[Point-per-instance localization data]
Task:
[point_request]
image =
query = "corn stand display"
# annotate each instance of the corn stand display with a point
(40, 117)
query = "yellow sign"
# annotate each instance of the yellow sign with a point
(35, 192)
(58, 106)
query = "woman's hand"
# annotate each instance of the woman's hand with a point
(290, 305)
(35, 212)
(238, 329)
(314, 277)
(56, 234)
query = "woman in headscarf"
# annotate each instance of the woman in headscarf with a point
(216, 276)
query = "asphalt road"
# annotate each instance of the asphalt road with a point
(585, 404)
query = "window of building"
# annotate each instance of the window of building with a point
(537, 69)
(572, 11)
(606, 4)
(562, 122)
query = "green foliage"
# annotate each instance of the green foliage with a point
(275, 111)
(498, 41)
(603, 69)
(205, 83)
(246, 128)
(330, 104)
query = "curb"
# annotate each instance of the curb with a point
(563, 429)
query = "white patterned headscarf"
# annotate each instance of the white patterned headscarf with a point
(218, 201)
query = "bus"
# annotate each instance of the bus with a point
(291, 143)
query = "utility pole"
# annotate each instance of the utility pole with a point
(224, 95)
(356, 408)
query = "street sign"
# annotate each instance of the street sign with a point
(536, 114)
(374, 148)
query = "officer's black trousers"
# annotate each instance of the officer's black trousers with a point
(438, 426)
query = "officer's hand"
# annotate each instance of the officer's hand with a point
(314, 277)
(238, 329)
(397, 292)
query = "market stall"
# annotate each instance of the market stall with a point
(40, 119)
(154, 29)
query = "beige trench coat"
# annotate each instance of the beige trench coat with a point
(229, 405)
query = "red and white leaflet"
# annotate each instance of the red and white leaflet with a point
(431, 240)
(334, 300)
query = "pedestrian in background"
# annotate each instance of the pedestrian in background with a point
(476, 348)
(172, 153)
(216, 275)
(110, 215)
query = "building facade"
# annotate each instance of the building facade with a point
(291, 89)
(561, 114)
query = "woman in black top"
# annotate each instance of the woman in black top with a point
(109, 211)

* AIM OF THE TASK
Give back every entry, unchanged in any way.

* SOLUTION TO THE EXERCISE
Task:
[point_request]
image =
query = "corn stand display"
# annotate each instance of the corn stand display with a point
(40, 117)
query = "yellow sign"
# annotate each instance of the yellow sign with a point
(35, 192)
(58, 106)
query = "woman's hand"
# annotate each instance of the woman's hand with a point
(290, 305)
(35, 212)
(238, 329)
(314, 277)
(56, 234)
query = "woman in headscarf"
# annotate each instance of the woman in headscarf with a point
(216, 276)
query = "asphalt road"
# annotate each instance of the asphalt road with a point
(585, 404)
query = "window of building"
# annotate each instance of the window of building with a point
(537, 69)
(572, 11)
(606, 4)
(562, 122)
query = "green foliage"
# annotate each instance of the green foliage with a point
(275, 111)
(498, 41)
(603, 69)
(205, 83)
(246, 128)
(330, 104)
query = "curb"
# annotate each instance of the curb with a point
(563, 429)
query = "white patterned headscarf"
# annotate each instance of the white patterned headscarf with a point
(218, 201)
query = "bus"
# annotate each instance of the bus with a point
(291, 143)
query = "utility pole"
# annotate each instance of the utility pole with a point
(224, 95)
(356, 408)
query = "street sign"
# annotate each instance of the street sign with a point
(536, 114)
(374, 148)
query = "officer's black trousers"
# annotate each instance of the officer's black trousers with a point
(438, 426)
query = "officer's hand"
# annotate each instance of the officer's hand with a point
(314, 277)
(238, 329)
(397, 292)
query = "market stall"
# annotate each instance of the market stall with a point
(40, 119)
(154, 29)
query = "beige trench coat"
# annotate each instance of the beige trench coat with a point
(229, 405)
query = "red and white leaflet"
# annotate each instance of the red and white leaflet with a point
(431, 240)
(334, 300)
query = "pedestrian in background"
# annotate each instance of the pedestrian in background with a point
(476, 348)
(172, 153)
(216, 275)
(110, 215)
query = "building facade"
# annotate each instance of the building facade with a point
(291, 89)
(561, 114)
query = "woman in black top"
# annotate each instance of the woman in black top with a point
(109, 211)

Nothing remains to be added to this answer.